Dataset extract:
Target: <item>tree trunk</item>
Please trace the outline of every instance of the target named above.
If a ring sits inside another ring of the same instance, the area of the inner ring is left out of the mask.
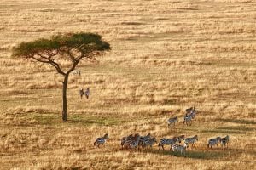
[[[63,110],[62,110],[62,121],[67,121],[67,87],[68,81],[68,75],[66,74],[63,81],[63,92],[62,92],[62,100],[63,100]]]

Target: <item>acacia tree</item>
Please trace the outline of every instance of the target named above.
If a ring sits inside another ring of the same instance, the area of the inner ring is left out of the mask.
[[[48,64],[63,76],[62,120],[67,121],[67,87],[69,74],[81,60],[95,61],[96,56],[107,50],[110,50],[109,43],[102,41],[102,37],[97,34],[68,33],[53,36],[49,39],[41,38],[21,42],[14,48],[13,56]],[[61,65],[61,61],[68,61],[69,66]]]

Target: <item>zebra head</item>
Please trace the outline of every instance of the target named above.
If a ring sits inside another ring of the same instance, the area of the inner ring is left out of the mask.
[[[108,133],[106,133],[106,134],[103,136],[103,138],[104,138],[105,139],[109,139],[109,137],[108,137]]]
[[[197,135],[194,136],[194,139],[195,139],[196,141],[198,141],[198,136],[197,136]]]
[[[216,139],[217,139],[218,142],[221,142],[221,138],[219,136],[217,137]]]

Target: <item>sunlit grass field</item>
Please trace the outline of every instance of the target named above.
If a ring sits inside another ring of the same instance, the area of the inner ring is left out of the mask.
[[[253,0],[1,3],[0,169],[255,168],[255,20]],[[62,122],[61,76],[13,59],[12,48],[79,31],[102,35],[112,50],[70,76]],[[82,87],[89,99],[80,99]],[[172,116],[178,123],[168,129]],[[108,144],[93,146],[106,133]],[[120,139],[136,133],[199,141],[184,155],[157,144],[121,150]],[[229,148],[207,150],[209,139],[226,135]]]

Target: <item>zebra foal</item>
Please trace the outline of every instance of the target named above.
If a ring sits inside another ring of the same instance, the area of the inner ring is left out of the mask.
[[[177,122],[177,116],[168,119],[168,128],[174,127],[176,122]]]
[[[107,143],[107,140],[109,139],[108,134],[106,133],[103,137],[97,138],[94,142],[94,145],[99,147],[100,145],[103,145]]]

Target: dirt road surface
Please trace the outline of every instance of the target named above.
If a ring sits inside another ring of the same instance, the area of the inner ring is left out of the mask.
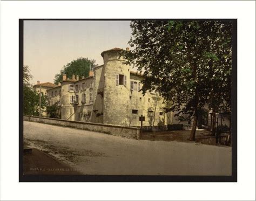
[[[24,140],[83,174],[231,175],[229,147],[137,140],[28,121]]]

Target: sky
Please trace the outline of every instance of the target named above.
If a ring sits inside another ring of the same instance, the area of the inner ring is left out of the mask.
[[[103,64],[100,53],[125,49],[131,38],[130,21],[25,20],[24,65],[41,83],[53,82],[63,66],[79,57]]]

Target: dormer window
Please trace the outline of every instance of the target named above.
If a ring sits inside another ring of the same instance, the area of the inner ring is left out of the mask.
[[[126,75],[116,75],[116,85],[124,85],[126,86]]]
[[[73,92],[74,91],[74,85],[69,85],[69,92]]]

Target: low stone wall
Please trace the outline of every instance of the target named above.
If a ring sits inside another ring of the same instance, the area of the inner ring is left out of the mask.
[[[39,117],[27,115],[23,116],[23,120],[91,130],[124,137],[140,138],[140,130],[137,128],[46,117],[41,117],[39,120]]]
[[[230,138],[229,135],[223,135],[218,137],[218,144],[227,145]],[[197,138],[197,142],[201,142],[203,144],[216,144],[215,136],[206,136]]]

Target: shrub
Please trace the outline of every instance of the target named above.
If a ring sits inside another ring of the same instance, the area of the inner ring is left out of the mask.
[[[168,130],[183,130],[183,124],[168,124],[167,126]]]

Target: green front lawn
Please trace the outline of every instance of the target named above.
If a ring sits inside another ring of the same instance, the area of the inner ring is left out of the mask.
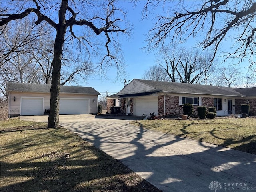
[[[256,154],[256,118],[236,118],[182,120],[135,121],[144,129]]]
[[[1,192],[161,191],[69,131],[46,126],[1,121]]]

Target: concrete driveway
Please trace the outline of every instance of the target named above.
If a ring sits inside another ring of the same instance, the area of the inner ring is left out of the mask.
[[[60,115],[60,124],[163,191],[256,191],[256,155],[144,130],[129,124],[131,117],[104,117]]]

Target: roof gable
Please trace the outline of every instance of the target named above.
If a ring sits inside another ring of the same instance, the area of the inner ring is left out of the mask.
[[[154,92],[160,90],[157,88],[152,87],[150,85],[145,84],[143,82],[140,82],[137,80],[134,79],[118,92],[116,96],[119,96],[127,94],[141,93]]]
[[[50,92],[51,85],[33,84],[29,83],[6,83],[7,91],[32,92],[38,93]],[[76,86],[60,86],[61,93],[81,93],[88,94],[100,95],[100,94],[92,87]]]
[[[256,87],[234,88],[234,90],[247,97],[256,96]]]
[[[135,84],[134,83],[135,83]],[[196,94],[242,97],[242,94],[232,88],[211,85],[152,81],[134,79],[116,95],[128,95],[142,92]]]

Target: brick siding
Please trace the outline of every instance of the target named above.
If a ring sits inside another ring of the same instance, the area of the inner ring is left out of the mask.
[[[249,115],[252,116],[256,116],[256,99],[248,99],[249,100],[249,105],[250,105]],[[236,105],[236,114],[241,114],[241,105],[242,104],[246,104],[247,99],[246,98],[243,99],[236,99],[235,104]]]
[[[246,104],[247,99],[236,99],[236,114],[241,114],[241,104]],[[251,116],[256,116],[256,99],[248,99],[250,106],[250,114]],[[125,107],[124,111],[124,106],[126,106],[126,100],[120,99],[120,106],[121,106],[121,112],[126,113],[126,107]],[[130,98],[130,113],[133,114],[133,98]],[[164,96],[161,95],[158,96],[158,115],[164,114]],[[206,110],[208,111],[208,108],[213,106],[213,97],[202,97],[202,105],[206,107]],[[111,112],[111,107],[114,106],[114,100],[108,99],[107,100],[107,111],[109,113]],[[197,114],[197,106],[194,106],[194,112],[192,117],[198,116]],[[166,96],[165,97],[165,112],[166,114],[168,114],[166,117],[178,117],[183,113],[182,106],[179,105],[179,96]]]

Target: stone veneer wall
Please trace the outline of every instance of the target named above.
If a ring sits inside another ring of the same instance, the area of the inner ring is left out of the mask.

Set problem:
Retype all of the data above word for word, leaving out the pictures.

Complete answer:
Target: <item>tree trunk</item>
Please trace the outline of every instance of the target named above.
If a ring sits inside another ring of the same instance, the area of the inner ring is left out of the mask.
[[[63,110],[62,110],[62,121],[67,121],[67,87],[68,81],[68,75],[66,74],[63,81],[63,92],[62,92],[62,100],[63,100]]]

Target: <item>acacia tree</item>
Please trace the outline of every instance of the target named above.
If a ring sits inside another ring of the same instance, the area of the inner ring is left out of the mask.
[[[48,64],[63,76],[62,120],[67,121],[67,87],[69,74],[81,60],[95,61],[96,56],[107,50],[110,50],[109,43],[102,41],[102,37],[97,34],[68,33],[53,36],[49,39],[41,38],[21,42],[14,48],[13,56]],[[61,65],[61,61],[68,61],[69,66]]]

Target: <item>zebra head</item>
Please trace the outline of every instance of the target named above.
If a ring sits inside another ring of the same instance, the area of the inner ring is left out of the mask.
[[[108,133],[106,133],[106,134],[103,136],[103,138],[104,138],[105,139],[109,139],[109,137],[108,137]]]
[[[197,135],[194,136],[194,139],[195,139],[196,141],[198,141],[198,136],[197,136]]]
[[[216,139],[217,139],[218,142],[221,142],[221,138],[219,136],[217,137]]]

Target: <item>sunlit grass field</item>
Please trace the outline of every instance of the target named above.
If a ring sits inside another ring of the same instance, the area of the inner ring is left out of the mask.
[[[253,0],[1,3],[0,169],[255,168],[255,20]],[[62,122],[61,76],[13,59],[12,48],[79,31],[102,35],[112,50],[70,76]],[[82,87],[89,99],[80,99]],[[172,116],[178,123],[168,129]],[[108,144],[93,146],[106,133]],[[120,139],[136,133],[199,141],[184,155],[157,144],[121,150]],[[229,148],[207,150],[209,139],[226,135]]]

Target: <item>zebra foal</item>
Please trace the outline of every instance of the target named above.
If a ring sits inside another ring of the same instance, the area of the inner ring is left out of the mask.
[[[177,122],[177,116],[168,119],[168,128],[174,127],[176,122]]]
[[[107,143],[107,140],[109,139],[108,134],[106,133],[103,137],[97,138],[94,142],[94,145],[99,147],[100,145],[103,145]]]

Target: dirt road surface
Please trace the outline of every instance of the target named above.
If a ring sits inside another ring of the same instance, the area of the inner ring is left out of the mask.
[[[24,140],[83,174],[231,175],[229,147],[137,140],[28,121]]]

Target: sky
Please trace the outline of every instance of the target named above.
If a ring sits inside another ring of the same instance, the area of the inner ring is left out of the mask.
[[[103,64],[100,53],[125,49],[131,38],[130,21],[25,20],[24,65],[41,83],[53,82],[63,66],[79,57]]]

Target: dormer window
Please trace the outline of every instance of the target named above.
If a ring sits inside another ring of the same instance, the area of the inner ring is left out of the mask.
[[[126,75],[116,75],[116,85],[124,85],[126,86]]]
[[[73,92],[74,91],[74,85],[69,85],[69,92]]]

Target: low stone wall
Please trace the outline of every instance of the target named above.
If a ring sits inside another ring of the same instance, the area of the inner ring is left out of the mask.
[[[39,117],[27,115],[23,116],[23,120],[91,130],[124,137],[140,138],[140,130],[137,128],[46,117],[41,117],[39,120]]]
[[[230,138],[229,135],[223,135],[218,137],[218,144],[227,145]],[[197,138],[197,142],[201,142],[203,144],[216,144],[215,136],[206,136]]]

Target: shrub
Please trace the outline of every instance of the target named above.
If a ring sits inside another ring of the same instance, the area of the inner ring is left out of the mask.
[[[168,130],[183,130],[183,124],[168,124],[167,126]]]

Target: green front lawn
Please trace the outline of every instance of the target named above.
If a ring sits inside another ring of the same instance, the area of the inner ring is left out of the mask.
[[[256,154],[256,118],[236,118],[182,120],[135,121],[144,129]]]
[[[1,192],[161,191],[69,131],[46,126],[1,121]]]

Target: concrete driveway
Please trace the outline of every instance of the target named above.
If a ring sits inside another ring of the same instance, the area of the inner ring is left out of the mask.
[[[60,115],[60,124],[163,191],[256,191],[256,155],[144,130],[129,124],[131,117],[104,117]]]

Target: roof gable
Please trace the outline of every instance of the target named above.
If a ring sits inside another ring of the same instance, the area of the inner ring is left out of the mask.
[[[154,92],[160,90],[157,88],[152,87],[150,85],[145,84],[143,82],[140,82],[137,80],[134,79],[118,92],[116,96],[119,96],[127,94],[141,93]]]
[[[50,92],[51,85],[33,84],[29,83],[6,83],[7,91],[32,92],[38,93]],[[76,86],[60,86],[61,93],[81,93],[88,94],[100,95],[100,94],[92,87]]]
[[[256,87],[234,88],[234,90],[247,97],[256,96]]]
[[[135,84],[134,83],[135,83]],[[196,94],[242,97],[242,94],[232,88],[211,85],[152,81],[134,79],[116,95],[128,95],[142,92]]]

Target: brick siding
Please trace the outline of every instance of the target named above.
If a ring sits inside another ring of the same instance, the area of the inner ring is left out of the mask.
[[[249,115],[252,116],[256,116],[256,99],[248,99],[249,100],[249,105],[250,105]],[[236,105],[236,114],[241,114],[241,105],[242,104],[246,104],[247,99],[246,98],[243,99],[236,99],[235,104]]]
[[[246,104],[247,99],[236,99],[236,114],[241,114],[241,104]],[[251,116],[256,116],[256,99],[248,99],[250,106],[250,114]],[[125,107],[124,111],[124,106],[126,106],[126,100],[120,99],[120,106],[121,106],[121,112],[126,113],[126,107]],[[130,98],[130,113],[133,114],[133,98]],[[164,96],[161,95],[158,96],[158,115],[164,114]],[[206,110],[208,111],[208,108],[213,106],[213,97],[202,97],[202,105],[206,107]],[[111,112],[111,107],[114,106],[114,100],[108,99],[107,100],[107,111],[109,113]],[[197,114],[197,106],[194,106],[194,112],[192,117],[198,116]],[[166,96],[165,97],[165,112],[166,114],[168,114],[166,117],[178,117],[183,113],[182,106],[179,105],[179,96]]]

Target: stone veneer wall
Please trace the outline of every instance of the target named above.
If a ring sits inside another ring of the same instance, the area of the inner ring is left out of the mask.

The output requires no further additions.